*** EXTRACTED TEXT ***
Medicare Part D is optional prescription drug coverage that is offered through Medicare and other approved private companies. Medicare Part C covers a wide range of medical interventions, including necessary lab tests, surgeries and doctor visits, explains Medicare.gov.
Supplies such as wheelchairs and walkers are also part of Medicare Part C. Long-term treatment coverage includes nursing care facilities, nursing homes, hospice and home health care, states Medicare.gov. Medicare Advantage Plans, or Medicare Part C, have the same hospital and medical coverage that original Medicare does, and some include additional protection.
Medicare Part D provides prescription drug insurance to individuals covered by Medicare, states Medicare.gov. Other Medicare programs, such as private fee-for-service plans and advantage plans, sometimes have the Part D component. Individuals are not allowed to have more than one type of prescription coverage.
*** End of EXTRACTED TEXT ***
*** DATA EXTRACTS ***
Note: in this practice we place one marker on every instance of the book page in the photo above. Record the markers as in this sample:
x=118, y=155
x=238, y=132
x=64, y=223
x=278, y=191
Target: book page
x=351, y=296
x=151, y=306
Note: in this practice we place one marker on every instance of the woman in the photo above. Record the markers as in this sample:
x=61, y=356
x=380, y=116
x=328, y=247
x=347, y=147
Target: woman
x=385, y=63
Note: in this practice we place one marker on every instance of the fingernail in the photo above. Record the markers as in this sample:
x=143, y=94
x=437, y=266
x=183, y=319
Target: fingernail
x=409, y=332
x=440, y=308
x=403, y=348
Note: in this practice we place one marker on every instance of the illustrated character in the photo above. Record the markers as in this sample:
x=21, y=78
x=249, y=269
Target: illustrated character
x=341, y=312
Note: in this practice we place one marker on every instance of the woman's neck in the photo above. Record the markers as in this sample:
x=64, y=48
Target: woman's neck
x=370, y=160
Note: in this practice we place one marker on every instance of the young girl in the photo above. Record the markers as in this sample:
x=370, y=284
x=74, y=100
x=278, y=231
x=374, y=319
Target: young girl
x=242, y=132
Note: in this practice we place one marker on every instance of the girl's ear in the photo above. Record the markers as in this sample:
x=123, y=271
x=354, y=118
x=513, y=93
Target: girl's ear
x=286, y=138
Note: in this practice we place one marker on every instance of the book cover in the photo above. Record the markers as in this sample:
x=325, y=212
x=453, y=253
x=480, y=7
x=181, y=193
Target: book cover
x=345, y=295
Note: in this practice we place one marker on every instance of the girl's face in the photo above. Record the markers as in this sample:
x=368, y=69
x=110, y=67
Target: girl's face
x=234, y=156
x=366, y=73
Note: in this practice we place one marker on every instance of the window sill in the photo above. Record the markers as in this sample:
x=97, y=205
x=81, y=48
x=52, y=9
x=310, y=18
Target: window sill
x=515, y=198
*** End of DATA EXTRACTS ***
## [ACTIVITY]
Continue the passage on Medicare Parts C and D from where it stops.

## [ANSWER]
Although the coverage is at least as comprehensive as original Medicare, Part C plans sometimes have different out-of-pocket expenses and specialist referral rules, Medicare.gov reveals. The doctors, facilities, and suppliers that accept Part C plans are not necessarily those who are connected to Medicare. The cost associated with a specific Medicare Advantage Plan depends upon its individual characteristics, such as the monthly premium, deductibles and copayments as well as the medical needs of the client.